Repeat every entry below verbatim, line for line.

------ Input rows

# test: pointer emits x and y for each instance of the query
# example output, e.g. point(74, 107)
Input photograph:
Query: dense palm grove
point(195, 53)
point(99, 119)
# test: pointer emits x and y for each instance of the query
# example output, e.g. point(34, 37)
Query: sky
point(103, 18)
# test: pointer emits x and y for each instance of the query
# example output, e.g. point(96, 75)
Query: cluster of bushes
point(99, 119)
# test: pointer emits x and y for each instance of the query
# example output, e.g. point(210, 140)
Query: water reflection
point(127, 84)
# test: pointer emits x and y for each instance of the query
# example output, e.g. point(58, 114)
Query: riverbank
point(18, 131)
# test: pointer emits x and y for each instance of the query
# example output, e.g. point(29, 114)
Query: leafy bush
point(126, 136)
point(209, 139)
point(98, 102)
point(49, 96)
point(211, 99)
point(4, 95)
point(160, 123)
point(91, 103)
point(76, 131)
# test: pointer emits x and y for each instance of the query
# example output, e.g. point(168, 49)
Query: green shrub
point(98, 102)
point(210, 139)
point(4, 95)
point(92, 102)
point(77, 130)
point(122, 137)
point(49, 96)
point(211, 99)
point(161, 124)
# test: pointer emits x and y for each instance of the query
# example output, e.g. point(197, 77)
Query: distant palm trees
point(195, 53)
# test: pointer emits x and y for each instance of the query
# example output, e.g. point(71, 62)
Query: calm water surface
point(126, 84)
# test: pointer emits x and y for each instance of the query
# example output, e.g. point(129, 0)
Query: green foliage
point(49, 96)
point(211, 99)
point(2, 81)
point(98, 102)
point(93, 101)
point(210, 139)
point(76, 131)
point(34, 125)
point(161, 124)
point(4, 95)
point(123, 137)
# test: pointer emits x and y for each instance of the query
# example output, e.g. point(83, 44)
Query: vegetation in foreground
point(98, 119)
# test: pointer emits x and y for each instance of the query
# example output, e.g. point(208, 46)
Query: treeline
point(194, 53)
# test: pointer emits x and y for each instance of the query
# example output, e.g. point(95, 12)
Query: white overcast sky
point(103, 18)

------------

*Completed task*
# test: pointer emits x and y for each instance of the query
# example output, e.g. point(74, 107)
Input photograph:
Query: dense palm grove
point(195, 53)
point(99, 119)
# test: pointer emits x and y for each instance of the query
# example output, e.g. point(34, 37)
Query: sky
point(103, 18)
# test: pointer emits x and y for each instance of the query
# example output, e.g. point(96, 75)
Query: cluster of bushes
point(99, 119)
# test: pointer emits x and y for each instance of the query
# example output, e.g. point(210, 140)
Query: water reflection
point(127, 84)
# test: pointer emits x and y for each instance of the query
# example output, e.g. point(58, 114)
Query: riverbank
point(18, 131)
# test: pointer emits x and y for each instance of the query
# example output, e.g. point(29, 114)
Query: leafy bush
point(126, 136)
point(209, 139)
point(98, 102)
point(49, 96)
point(211, 99)
point(4, 95)
point(160, 123)
point(91, 103)
point(76, 131)
# test: pointer emits x and y for each instance of the query
# example output, e.g. point(168, 49)
Query: green shrub
point(98, 102)
point(210, 139)
point(4, 95)
point(92, 102)
point(77, 130)
point(122, 137)
point(49, 96)
point(211, 99)
point(161, 124)
# test: pointer emits x and y for each instance of the query
# example output, e.g. point(197, 77)
Query: distant palm trees
point(195, 53)
# test: pointer emits x and y for each instance of the query
# example output, e.g. point(71, 62)
Query: calm water surface
point(126, 84)
# test: pointer emits x and y for each instance of the query
# example output, e.g. point(129, 0)
Query: green foliage
point(49, 96)
point(211, 99)
point(2, 81)
point(98, 102)
point(93, 101)
point(210, 139)
point(76, 131)
point(34, 125)
point(161, 124)
point(4, 95)
point(123, 137)
# test: pointer emits x and y for each instance of the query
# example output, e.g. point(83, 44)
Query: vegetation in foreground
point(98, 119)
# test: pointer emits x and y for each instance of the query
# example output, e.g. point(208, 46)
Query: treeline
point(194, 53)
# test: pointer emits x and y for each instance of the query
# example output, e.g. point(95, 12)
Query: white overcast sky
point(103, 18)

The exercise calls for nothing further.